>> Begin Exercise input
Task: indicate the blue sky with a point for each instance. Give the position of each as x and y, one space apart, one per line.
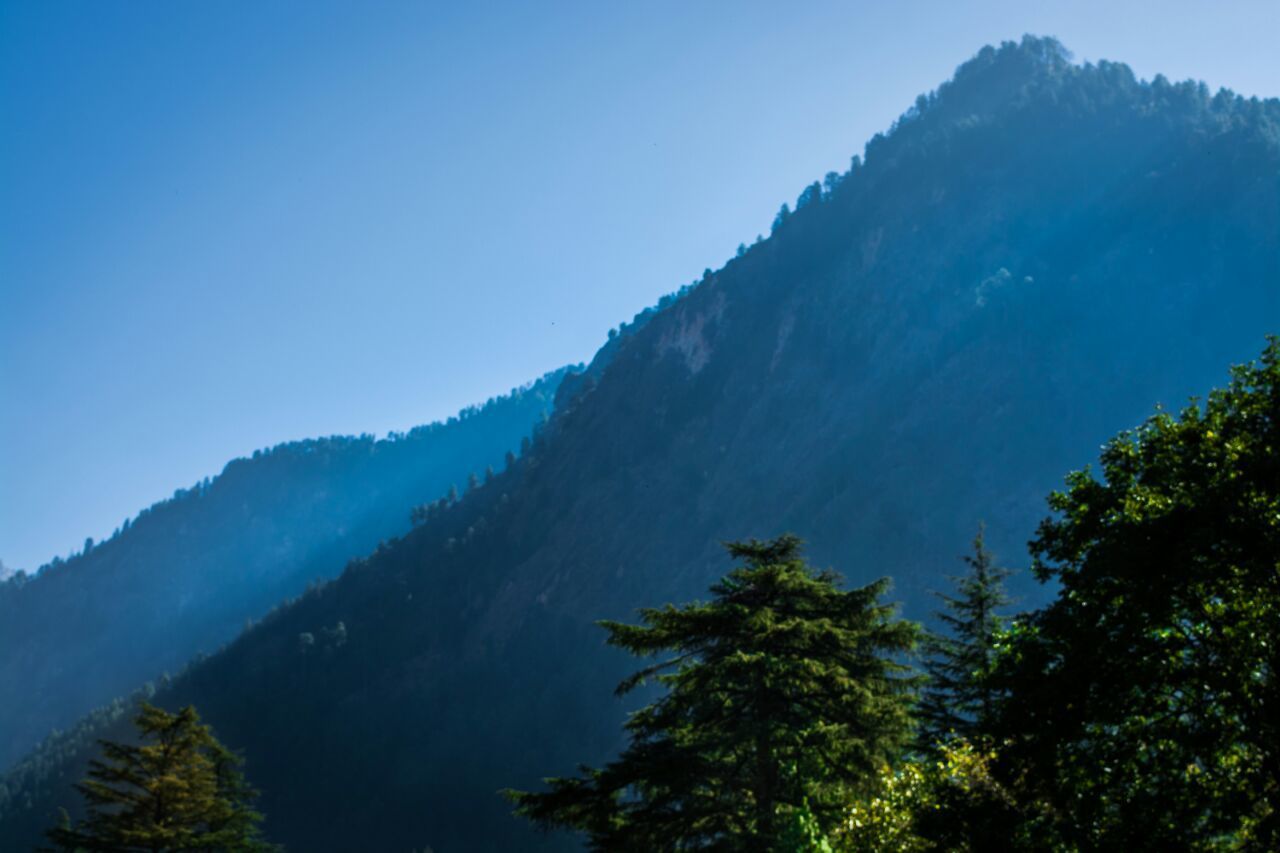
229 224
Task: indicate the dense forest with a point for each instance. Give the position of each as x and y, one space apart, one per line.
187 574
1028 261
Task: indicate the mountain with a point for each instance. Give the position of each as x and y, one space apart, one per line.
1034 255
183 576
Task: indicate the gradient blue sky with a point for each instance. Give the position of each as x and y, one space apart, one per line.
229 224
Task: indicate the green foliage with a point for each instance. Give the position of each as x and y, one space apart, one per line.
188 571
1143 699
840 379
959 699
782 701
179 790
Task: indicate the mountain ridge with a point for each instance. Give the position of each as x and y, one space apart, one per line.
1040 250
183 575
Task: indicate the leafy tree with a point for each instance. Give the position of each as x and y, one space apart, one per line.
1143 699
782 698
959 699
179 790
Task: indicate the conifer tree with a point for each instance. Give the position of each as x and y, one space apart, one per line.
179 790
959 699
782 699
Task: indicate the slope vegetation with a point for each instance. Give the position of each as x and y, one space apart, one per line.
1032 258
187 573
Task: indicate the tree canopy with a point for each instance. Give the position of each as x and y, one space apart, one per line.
1143 699
784 698
179 790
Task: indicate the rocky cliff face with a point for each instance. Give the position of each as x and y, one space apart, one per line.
1031 260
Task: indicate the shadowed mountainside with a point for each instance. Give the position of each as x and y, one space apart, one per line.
187 573
1032 258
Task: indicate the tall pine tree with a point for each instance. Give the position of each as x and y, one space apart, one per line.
784 697
959 699
179 790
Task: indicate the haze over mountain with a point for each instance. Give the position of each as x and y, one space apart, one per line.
1029 260
184 575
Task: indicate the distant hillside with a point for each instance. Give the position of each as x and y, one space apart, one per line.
1031 259
186 575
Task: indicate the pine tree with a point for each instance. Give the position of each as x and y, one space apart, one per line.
179 790
782 699
959 701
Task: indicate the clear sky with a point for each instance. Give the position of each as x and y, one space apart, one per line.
229 224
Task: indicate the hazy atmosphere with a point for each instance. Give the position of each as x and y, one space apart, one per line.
831 428
231 226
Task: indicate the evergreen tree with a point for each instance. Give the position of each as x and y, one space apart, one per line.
959 699
782 699
1143 701
179 790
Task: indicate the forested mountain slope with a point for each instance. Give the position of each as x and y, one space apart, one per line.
186 574
1031 259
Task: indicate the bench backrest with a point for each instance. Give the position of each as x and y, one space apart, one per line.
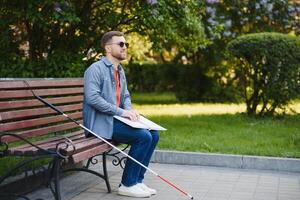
21 113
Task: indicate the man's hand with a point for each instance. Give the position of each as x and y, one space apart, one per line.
131 114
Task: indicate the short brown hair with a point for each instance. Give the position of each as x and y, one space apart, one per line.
108 35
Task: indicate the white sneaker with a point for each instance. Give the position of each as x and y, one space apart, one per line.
146 188
133 191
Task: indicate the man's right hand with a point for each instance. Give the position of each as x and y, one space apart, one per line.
130 114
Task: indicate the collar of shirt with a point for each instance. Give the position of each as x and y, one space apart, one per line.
108 63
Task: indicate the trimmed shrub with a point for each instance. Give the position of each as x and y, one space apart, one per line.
269 70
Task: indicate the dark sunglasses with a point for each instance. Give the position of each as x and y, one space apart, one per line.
122 44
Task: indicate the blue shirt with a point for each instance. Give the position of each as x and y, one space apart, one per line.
99 103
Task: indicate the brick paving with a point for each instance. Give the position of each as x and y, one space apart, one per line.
204 183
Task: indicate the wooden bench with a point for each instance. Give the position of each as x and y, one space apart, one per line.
24 119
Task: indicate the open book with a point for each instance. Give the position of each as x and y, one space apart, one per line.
142 123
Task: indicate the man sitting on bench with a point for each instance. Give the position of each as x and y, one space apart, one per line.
106 95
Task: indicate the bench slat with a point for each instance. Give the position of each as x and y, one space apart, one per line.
36 122
49 144
73 136
42 131
40 92
78 157
18 84
31 103
18 114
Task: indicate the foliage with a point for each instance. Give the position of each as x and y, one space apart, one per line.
188 82
60 38
270 73
227 19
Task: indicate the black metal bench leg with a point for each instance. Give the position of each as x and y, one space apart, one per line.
105 173
56 178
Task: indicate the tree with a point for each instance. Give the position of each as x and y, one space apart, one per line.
60 38
270 70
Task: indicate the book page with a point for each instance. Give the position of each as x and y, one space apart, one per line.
142 123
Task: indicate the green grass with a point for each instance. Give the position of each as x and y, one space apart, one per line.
221 128
153 98
216 128
232 134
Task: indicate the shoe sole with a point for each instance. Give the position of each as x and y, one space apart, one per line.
132 195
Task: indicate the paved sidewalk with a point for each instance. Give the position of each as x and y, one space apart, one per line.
204 183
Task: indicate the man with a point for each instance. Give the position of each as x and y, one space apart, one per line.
106 95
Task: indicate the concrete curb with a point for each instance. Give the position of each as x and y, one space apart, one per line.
227 160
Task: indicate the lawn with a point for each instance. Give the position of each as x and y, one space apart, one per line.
216 128
223 128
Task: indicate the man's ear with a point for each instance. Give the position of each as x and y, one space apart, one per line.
107 48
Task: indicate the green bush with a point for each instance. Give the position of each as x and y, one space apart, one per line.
269 70
188 82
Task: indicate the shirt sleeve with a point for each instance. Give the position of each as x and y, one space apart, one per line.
92 93
127 99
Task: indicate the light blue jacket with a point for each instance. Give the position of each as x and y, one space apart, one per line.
99 103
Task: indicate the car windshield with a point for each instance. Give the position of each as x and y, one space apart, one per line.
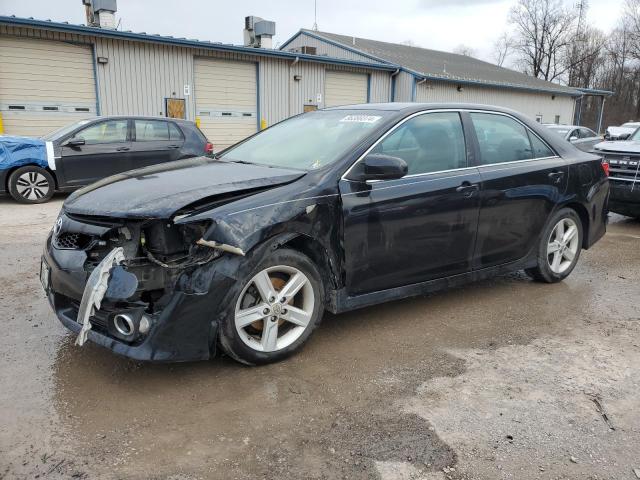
635 135
61 132
308 141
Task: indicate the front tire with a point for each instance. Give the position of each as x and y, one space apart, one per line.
559 247
276 307
31 184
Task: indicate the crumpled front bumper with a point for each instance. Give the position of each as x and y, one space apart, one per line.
185 329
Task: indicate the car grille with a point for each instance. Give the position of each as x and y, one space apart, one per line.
623 167
71 241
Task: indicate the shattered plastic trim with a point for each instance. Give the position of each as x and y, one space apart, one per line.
95 290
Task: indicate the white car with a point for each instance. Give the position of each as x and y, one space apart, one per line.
622 132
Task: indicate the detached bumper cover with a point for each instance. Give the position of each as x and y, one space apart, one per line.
185 329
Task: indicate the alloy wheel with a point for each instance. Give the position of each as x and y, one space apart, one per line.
563 245
32 186
275 308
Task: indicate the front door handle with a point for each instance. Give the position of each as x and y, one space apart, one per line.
556 176
468 188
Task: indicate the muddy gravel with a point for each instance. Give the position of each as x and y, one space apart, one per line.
502 379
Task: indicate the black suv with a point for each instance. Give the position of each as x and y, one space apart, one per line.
88 150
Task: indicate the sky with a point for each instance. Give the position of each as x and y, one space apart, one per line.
435 24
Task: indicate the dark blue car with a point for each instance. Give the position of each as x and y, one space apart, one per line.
32 169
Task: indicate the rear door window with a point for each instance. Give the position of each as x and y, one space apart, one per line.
112 131
174 132
503 139
152 130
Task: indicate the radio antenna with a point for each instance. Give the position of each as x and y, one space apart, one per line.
315 15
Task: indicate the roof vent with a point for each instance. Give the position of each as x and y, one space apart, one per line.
101 13
258 32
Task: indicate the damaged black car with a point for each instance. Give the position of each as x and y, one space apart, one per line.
331 210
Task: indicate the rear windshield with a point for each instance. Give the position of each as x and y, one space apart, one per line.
308 141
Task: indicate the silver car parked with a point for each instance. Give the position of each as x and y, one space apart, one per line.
581 137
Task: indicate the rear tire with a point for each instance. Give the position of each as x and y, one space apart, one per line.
273 309
31 184
559 247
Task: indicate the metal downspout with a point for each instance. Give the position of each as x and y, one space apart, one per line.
601 115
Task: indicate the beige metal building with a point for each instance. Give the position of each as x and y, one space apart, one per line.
52 74
433 76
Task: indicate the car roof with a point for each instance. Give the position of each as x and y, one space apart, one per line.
140 117
410 107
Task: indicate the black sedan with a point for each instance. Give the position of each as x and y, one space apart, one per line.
31 169
335 209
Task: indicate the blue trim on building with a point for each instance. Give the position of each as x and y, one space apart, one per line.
337 44
483 83
96 85
595 91
99 32
258 113
414 87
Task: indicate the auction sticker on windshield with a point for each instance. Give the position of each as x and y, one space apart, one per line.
361 118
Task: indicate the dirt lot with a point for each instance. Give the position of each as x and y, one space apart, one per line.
504 379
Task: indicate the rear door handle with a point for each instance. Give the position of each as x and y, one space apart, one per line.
556 177
467 188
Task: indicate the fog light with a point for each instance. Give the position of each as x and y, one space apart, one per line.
124 324
145 325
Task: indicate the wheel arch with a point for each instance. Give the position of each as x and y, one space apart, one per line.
584 220
14 168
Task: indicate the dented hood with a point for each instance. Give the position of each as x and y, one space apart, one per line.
161 190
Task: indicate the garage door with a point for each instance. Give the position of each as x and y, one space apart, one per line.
226 95
44 85
345 88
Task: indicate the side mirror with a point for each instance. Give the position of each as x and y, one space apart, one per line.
75 142
378 166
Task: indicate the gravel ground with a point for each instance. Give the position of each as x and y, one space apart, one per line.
502 379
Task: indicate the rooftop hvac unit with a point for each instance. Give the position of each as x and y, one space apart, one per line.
258 33
101 13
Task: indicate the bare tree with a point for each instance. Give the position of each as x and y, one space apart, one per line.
465 50
542 34
502 49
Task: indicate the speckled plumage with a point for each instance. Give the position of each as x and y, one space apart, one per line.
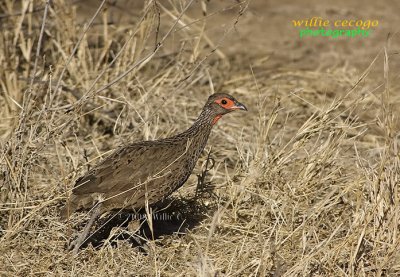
148 170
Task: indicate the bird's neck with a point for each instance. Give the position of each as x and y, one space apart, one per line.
197 135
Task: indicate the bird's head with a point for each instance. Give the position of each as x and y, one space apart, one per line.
222 103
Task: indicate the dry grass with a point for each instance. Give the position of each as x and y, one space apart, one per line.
306 183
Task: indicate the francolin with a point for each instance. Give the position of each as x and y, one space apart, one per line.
144 173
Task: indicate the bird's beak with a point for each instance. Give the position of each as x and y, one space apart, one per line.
238 106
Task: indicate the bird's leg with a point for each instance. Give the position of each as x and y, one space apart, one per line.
76 244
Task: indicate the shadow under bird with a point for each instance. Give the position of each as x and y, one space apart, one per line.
144 173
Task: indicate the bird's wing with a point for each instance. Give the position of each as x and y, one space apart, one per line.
130 165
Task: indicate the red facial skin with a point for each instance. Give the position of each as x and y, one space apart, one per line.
229 105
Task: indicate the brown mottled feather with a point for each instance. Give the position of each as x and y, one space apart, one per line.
147 170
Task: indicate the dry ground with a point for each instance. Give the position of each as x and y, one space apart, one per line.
305 183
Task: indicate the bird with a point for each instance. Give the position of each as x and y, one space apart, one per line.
146 172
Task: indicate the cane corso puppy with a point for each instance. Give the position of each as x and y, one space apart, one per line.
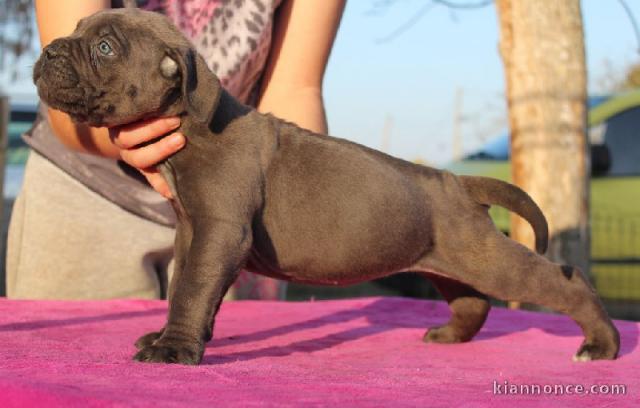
253 191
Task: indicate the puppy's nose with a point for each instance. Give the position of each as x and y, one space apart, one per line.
55 49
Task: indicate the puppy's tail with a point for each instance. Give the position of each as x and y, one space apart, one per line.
489 191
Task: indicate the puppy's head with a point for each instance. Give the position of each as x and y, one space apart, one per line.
120 66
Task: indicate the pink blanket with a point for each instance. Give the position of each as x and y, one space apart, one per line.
364 352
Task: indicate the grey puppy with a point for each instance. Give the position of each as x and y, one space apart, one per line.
251 190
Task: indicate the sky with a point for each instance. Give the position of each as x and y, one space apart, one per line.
408 87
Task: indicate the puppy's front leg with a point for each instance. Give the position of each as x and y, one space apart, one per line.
216 254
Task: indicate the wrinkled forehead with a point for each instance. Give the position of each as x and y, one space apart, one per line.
130 24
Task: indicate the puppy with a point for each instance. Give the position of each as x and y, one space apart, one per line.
253 191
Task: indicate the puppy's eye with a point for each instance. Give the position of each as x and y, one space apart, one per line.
105 48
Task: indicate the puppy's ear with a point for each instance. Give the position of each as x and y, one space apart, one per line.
200 88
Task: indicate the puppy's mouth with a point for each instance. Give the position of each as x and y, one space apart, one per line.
58 85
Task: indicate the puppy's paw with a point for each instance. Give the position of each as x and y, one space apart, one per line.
171 353
592 351
602 344
442 334
148 339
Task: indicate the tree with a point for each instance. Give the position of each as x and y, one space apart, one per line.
542 48
16 31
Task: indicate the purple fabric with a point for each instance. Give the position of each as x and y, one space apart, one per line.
363 352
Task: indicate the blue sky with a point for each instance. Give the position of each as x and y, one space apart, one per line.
409 84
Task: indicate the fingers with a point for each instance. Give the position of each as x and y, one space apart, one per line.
129 136
150 155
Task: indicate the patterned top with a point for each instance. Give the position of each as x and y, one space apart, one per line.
233 36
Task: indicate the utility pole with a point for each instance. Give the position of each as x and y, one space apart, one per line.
457 124
542 48
387 130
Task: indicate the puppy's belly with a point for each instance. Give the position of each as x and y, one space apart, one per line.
341 243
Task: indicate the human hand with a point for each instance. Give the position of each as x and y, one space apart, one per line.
142 146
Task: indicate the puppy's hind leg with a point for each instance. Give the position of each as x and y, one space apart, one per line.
502 268
469 310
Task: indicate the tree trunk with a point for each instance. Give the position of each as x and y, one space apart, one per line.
542 48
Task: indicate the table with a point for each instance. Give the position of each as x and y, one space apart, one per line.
357 352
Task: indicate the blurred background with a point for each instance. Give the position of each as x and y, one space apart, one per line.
427 81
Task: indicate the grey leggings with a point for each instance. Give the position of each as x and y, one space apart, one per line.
>> End Exercise input
**Exercise**
Repeat exactly the lines above, starting with the line that contains "Task: indicate the puppy's belly" and ending with the last line, both included, and nothing else.

**Answer**
Task: indicate the puppy's belly with a point for each instance. Give the position of each as x and y, one space apart, one per line.
341 243
Task: indicate the human hand with a point for each instance. Give the position of each as x and y, one space apart, one per line.
142 146
Task: indicate the puppy's hind leg with a point for each instance. Give the position of each as x and y, one space apart, one per line.
502 268
469 310
Task: indicate the tree trunk with a point for each instance. Give the position of each as x and y, one space apart, one per line.
542 48
Task: indicate the table with a point for each instance. Give the position of each as x and y, one space apart, one per line.
357 352
Task: indicate the blurred background with a point for each instance. Give the position of each as x and y, one space apart, one per line.
427 81
Task: indicate the grey leggings with a point for each instance. Give the position of each as x and y, one space apart, one per line.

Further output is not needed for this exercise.